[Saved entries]
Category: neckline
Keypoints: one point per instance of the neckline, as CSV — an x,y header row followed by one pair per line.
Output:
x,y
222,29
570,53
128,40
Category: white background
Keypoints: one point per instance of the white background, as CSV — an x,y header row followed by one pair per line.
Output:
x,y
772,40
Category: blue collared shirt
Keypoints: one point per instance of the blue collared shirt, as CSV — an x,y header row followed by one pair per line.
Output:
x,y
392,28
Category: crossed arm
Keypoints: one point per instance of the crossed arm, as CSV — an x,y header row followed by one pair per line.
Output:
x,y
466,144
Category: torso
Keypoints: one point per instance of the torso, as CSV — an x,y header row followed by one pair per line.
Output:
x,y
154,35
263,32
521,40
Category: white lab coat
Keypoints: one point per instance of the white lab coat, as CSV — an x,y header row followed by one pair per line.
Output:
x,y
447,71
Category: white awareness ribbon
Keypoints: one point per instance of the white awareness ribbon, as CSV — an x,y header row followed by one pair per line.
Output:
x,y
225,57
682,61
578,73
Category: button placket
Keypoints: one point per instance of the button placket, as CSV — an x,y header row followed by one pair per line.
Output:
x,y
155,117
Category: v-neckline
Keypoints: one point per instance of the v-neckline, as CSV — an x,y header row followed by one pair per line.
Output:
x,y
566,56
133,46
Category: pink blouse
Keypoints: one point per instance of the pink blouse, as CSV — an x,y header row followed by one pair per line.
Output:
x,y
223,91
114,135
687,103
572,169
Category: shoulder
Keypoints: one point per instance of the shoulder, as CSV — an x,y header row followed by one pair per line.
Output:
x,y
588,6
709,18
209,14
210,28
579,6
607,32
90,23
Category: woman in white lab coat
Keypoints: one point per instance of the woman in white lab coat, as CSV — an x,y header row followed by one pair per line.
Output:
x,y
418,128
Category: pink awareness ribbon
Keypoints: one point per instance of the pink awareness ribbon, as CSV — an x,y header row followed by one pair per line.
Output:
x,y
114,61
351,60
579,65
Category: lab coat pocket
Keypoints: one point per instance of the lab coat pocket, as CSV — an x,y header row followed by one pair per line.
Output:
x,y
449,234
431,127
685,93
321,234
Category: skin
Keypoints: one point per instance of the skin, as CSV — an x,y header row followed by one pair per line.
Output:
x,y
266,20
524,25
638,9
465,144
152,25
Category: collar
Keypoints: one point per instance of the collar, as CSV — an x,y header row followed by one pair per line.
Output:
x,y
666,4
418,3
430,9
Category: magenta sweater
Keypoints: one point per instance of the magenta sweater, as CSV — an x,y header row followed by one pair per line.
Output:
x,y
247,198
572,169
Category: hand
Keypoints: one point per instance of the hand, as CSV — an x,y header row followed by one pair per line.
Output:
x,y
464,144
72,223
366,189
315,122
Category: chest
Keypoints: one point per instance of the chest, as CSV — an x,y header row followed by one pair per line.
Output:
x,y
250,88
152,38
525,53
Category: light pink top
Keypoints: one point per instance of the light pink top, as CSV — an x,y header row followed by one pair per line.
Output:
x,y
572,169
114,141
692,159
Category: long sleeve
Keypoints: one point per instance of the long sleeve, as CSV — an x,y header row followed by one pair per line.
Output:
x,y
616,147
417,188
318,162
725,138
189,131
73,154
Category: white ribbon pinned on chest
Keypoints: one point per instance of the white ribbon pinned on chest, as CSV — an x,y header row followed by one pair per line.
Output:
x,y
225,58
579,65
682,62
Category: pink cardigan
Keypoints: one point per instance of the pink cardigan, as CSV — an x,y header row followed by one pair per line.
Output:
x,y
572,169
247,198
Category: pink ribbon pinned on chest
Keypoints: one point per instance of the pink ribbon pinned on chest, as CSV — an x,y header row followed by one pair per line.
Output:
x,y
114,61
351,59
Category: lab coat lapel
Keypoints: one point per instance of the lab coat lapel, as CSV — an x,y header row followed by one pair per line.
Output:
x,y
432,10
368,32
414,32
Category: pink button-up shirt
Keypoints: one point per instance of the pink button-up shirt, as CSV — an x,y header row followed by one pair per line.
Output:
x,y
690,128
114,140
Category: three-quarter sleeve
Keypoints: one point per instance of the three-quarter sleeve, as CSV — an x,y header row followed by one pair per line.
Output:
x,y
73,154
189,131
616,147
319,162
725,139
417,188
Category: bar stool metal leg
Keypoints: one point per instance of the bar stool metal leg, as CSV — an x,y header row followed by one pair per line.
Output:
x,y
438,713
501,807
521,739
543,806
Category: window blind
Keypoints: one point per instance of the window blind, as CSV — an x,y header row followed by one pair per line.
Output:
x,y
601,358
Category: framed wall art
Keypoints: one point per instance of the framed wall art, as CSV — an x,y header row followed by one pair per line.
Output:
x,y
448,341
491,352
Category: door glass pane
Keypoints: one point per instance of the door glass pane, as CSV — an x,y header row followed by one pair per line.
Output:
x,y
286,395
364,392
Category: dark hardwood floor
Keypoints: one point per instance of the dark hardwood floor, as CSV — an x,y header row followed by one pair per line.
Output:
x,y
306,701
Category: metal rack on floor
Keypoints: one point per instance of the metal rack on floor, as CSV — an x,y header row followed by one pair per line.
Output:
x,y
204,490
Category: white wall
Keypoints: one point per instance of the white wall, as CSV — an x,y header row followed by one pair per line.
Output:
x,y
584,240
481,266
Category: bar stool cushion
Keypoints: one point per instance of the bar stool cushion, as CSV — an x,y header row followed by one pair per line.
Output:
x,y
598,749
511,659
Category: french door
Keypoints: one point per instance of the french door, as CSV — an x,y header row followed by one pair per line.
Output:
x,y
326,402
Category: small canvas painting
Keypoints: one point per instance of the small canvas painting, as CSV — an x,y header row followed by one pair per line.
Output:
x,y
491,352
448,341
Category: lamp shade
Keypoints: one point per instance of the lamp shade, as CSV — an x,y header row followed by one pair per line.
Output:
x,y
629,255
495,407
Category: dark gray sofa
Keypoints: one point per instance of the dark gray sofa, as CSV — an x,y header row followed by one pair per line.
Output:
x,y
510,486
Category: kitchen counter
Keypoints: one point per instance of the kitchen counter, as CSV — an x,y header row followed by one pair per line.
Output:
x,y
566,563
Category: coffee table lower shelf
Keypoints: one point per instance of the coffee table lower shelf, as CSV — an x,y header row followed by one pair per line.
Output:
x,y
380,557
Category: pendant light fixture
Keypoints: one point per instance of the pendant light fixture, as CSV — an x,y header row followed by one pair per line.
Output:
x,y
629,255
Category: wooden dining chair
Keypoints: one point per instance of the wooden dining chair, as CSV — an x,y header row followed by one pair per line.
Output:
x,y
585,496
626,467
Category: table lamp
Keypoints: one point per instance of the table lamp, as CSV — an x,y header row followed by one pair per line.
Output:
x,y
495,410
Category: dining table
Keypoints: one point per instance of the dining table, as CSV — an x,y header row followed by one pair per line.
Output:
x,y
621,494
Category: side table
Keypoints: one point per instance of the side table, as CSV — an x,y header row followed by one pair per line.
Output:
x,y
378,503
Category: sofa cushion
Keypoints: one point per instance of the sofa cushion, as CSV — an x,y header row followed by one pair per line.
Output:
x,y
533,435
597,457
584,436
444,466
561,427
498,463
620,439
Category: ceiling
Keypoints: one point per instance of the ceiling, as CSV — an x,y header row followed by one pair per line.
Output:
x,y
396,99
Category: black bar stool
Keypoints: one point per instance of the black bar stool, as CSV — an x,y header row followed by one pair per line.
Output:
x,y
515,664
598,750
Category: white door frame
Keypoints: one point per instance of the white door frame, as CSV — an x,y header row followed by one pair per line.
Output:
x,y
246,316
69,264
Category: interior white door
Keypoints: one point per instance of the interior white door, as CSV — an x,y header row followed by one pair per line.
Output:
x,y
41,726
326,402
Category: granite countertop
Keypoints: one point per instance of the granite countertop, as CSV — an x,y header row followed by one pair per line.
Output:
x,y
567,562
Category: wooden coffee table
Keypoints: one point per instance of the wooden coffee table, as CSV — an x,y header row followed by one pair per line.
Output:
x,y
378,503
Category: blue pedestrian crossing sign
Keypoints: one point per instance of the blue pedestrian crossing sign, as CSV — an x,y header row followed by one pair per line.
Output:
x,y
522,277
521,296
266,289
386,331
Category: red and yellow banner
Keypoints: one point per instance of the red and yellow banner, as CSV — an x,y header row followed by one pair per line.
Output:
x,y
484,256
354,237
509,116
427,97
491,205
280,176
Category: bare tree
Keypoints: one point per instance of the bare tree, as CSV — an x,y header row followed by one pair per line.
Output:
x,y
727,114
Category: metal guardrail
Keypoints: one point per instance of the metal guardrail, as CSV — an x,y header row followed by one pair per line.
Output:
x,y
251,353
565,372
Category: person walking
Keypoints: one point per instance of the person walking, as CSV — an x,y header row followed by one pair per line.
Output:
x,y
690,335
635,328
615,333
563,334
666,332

Short task: Find the line with "Category: granite countertop" in the listing above, then write out that line and each remaining line exactly, with no other text.

Problem solution:
Category: granite countertop
Keypoints: one point per instance of the granite countertop, as CSV — an x,y header row followed by one pair per line.
Output:
x,y
567,562
Category: wooden coffee table
Keypoints: one point per instance of the wooden coffee table, as CSV — an x,y header row followed by one pair per line.
Output:
x,y
378,503
Category: blue pedestrian crossing sign
Keypoints: one point per instance of the blue pedestrian crossing sign, as CSV — an x,y header row followed by one pair per line.
Output:
x,y
522,277
521,296
266,289
386,331
Category: red and yellow banner
Keypoints: one point per instance of the red and yellow banner, as CSV — an x,y header row followed by one pair per line.
Output:
x,y
484,256
354,237
509,116
427,97
491,205
280,176
Category: bare tree
Keypoints: one point per instance of the bare tree, as CSV — an x,y header row followed by one pair per line.
Output:
x,y
727,114
Category: metal guardrail
Keypoints: one point per instance of the metal guardrail, as CSV — an x,y header row followed by one pair per line.
Output:
x,y
251,353
565,372
Category: person walking
Keypoints: one point per instance of the person walking, as CSV — an x,y header row followed by one pair per line.
Output:
x,y
690,335
635,328
615,333
563,334
666,332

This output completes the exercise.